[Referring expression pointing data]

╭──

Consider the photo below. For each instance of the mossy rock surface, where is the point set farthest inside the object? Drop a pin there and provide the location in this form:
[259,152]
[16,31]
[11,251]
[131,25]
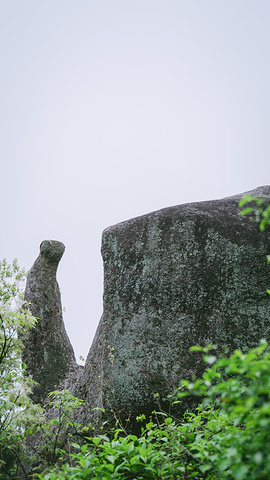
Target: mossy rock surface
[187,275]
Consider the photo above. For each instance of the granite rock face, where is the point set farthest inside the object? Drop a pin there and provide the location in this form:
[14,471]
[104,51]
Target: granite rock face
[48,353]
[187,275]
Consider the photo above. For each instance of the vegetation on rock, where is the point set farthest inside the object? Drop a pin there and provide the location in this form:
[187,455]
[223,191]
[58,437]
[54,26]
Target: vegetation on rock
[227,437]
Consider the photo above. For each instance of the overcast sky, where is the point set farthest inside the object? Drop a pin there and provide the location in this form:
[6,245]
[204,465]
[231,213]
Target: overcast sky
[110,109]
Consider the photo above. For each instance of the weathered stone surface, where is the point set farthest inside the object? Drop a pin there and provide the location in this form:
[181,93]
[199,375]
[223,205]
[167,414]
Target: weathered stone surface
[48,353]
[185,275]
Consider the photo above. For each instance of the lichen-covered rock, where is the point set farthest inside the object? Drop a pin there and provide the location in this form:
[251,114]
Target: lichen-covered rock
[186,275]
[48,353]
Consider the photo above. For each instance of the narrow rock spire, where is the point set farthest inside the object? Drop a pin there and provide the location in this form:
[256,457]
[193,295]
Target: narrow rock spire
[48,353]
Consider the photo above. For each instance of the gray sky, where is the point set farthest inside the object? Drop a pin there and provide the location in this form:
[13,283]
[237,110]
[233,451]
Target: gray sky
[110,109]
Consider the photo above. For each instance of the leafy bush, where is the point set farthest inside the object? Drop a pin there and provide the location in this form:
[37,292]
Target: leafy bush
[228,437]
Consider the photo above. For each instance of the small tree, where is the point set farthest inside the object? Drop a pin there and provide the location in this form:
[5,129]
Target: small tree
[18,414]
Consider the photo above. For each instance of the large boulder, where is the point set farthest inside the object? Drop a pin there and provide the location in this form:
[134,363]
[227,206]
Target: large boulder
[48,353]
[187,275]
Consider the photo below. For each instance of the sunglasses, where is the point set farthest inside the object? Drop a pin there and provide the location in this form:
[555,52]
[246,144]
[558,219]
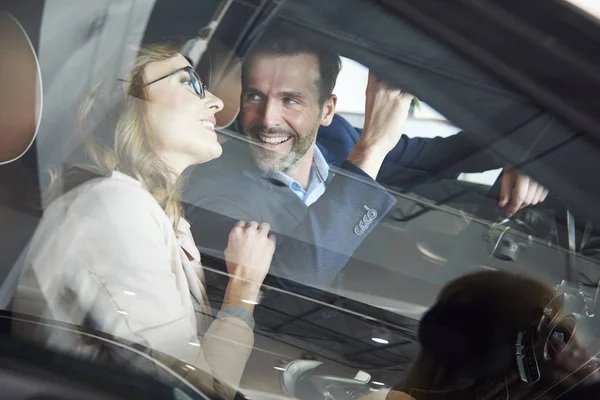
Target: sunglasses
[194,80]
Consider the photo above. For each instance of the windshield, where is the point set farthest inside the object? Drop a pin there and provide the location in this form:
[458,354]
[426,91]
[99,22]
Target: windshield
[301,199]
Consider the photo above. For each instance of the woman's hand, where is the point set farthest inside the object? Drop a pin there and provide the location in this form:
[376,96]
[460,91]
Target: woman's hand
[248,257]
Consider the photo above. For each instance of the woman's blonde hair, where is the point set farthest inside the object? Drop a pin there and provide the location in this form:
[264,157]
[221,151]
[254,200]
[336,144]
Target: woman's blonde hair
[132,147]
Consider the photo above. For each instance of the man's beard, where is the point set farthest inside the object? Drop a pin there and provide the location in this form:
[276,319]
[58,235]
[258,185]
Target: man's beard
[270,161]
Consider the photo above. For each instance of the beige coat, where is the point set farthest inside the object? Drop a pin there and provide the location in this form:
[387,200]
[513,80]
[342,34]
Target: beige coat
[105,255]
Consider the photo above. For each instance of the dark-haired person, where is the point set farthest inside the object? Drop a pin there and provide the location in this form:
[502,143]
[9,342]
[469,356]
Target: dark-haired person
[496,335]
[286,179]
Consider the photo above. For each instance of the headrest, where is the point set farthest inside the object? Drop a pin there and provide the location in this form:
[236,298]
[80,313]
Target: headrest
[21,93]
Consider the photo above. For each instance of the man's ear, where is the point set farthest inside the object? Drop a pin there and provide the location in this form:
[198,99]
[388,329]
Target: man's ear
[328,110]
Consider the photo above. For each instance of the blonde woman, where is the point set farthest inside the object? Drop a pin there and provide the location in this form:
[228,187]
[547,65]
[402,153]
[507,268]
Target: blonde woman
[115,253]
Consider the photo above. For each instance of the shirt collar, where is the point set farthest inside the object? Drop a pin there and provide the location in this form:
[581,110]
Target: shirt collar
[319,170]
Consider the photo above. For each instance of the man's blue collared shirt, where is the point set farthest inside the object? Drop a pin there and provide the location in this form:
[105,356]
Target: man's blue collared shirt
[316,183]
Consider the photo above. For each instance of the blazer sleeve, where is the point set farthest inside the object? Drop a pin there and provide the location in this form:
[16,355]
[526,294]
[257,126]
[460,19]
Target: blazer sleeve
[442,157]
[118,268]
[315,251]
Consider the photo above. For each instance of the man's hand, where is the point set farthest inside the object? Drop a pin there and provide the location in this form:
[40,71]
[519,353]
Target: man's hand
[386,111]
[519,191]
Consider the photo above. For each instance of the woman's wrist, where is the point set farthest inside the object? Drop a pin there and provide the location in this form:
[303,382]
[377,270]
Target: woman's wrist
[241,293]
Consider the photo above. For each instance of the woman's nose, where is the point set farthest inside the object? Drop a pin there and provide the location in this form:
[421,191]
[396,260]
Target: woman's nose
[213,102]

╰──

**WORK TO BE COMPLETED:** Start with the first line of the records above and end with the line containing "Consider the photo above. For each instance of the granite". Output those lines exactly, pictures excluded.

**SOLUTION FOR THIS PROBLEM:**
Consider the photo below. For each instance of the mossy rock surface, where is the point set farthest inside the object? Drop a pin there and provide the location in this form:
[259,152]
[16,31]
[11,251]
[131,25]
Target: mossy rock surface
[187,275]
Consider the photo above. For each instance of the granite rock face, where is the point set farthest inside the object? Drop a pin there and provide the location in this form:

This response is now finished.